**Action item**
For each line below, write it out exactly as it appears.
======== Records provided ========
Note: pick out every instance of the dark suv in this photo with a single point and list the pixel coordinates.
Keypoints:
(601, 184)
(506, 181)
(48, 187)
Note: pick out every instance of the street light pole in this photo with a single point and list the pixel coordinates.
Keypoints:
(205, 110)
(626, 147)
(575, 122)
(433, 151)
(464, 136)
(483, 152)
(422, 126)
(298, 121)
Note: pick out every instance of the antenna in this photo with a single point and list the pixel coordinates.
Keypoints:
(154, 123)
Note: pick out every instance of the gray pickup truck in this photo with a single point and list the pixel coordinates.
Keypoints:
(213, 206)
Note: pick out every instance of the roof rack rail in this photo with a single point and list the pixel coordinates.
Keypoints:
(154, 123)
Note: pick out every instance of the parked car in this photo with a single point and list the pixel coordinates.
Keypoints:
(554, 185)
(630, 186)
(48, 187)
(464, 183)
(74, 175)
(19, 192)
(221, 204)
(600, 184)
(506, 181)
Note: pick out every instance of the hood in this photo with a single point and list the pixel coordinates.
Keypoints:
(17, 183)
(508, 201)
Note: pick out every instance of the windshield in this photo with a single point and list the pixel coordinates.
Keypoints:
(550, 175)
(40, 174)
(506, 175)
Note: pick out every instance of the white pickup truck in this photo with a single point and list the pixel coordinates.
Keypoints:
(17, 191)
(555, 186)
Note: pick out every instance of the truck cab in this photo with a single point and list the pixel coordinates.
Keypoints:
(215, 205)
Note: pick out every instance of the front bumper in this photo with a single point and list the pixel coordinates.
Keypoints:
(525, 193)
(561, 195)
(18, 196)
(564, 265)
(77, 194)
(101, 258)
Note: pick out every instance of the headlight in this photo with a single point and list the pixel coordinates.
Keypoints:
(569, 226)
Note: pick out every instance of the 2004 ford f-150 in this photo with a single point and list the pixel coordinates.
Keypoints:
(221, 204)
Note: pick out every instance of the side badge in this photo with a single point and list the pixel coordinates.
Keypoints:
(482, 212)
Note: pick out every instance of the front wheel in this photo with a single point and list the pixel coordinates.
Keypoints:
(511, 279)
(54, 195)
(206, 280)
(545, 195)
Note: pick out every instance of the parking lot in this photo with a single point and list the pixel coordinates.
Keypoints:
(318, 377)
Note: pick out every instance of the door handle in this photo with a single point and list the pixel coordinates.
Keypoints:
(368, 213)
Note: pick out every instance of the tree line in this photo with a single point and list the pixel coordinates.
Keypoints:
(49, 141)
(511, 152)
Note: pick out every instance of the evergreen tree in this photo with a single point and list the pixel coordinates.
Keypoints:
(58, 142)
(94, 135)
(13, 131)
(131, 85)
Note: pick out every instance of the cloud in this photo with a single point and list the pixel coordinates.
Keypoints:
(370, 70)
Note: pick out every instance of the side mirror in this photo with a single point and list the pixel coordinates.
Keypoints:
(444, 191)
========
**Final answer**
Note: pick out every instance of the dark suv in this photo with a single point and list the pixel coordinates.
Keypoints:
(601, 184)
(506, 181)
(48, 187)
Note: pick out every instance of the street light pole in this photo with a single point and list the pixel coordinates.
Keypoints:
(205, 110)
(626, 147)
(575, 122)
(433, 151)
(464, 136)
(483, 152)
(422, 126)
(298, 121)
Note: pick out every instance of the antenna in this photo with a single point and list the pixel coordinates.
Keypoints:
(154, 123)
Note: pick out every instance of the gray pickup truck in this photo with a single point and list the pixel coordinates.
Keypoints:
(213, 206)
Note: pick out every instance of the roof rack rail in this photo with a single point and list the pixel coordinates.
Keypoints:
(154, 123)
Note: pick out every instance of the parked car in this photo with a single point and list the pixel coordinates.
Keypoints:
(554, 185)
(630, 186)
(48, 187)
(464, 183)
(74, 175)
(19, 192)
(221, 204)
(600, 184)
(506, 181)
Note: pick out every instance of the hood in this photo with a single point and list the pixel coordinates.
Keypoints:
(17, 183)
(508, 201)
Note: pick out every instance of the windshield in this photo with a single point and list the pixel coordinates.
Keypoints:
(550, 175)
(40, 174)
(506, 175)
Note: pick out every instance of the white pickup truck in this photo with a single point and list the pixel coordinates.
Keypoints:
(17, 191)
(555, 186)
Note: pick out every instance of the truck cab in this photo with a single point and list the pixel coordinates.
Keypoints:
(215, 205)
Note: pick out every instance of the front bumper in this photo with a single point and list the pixel coordinates.
Keypoints:
(525, 193)
(561, 195)
(18, 196)
(564, 265)
(77, 194)
(101, 258)
Note: pick out every instance of the headlight in this photo with a single point and list the pixel coordinates.
Keypoints:
(569, 226)
Note: pick out every instance of the 2004 ford f-150 in this photo with a single point and list the pixel coordinates.
Keypoints:
(221, 204)
Note: pick out every instance of the side badge in this photo with a single point and list the pixel coordinates.
Keypoints:
(482, 212)
Note: pick out every instance of the front wheel in this photo with a single point and list the pixel coordinates.
Keypoints:
(511, 279)
(54, 195)
(206, 280)
(545, 195)
Note: pick out every instance of the parking lot in this photo with a single point and list the pixel coordinates.
Keypoints:
(318, 377)
Note: pick out every instance of the door handle in this photo with a single point and list the pixel coordinates.
Keypoints:
(368, 213)
Note: pick out every instance of the tree line in this photo with a single point and list the pixel coordinates.
Keypoints:
(49, 141)
(511, 152)
Note: pick out every instance of the evergreen tree in this photo with a single point and list the pixel coordinates.
Keypoints:
(58, 142)
(94, 135)
(13, 131)
(131, 85)
Note: pick out every instance of the cloud in this photo with a single point and list the pixel coordinates.
Keypoints:
(370, 70)
Note: pick out every instance of the side mirror in this photo with a single point and list the pixel coordinates.
Keypoints:
(444, 191)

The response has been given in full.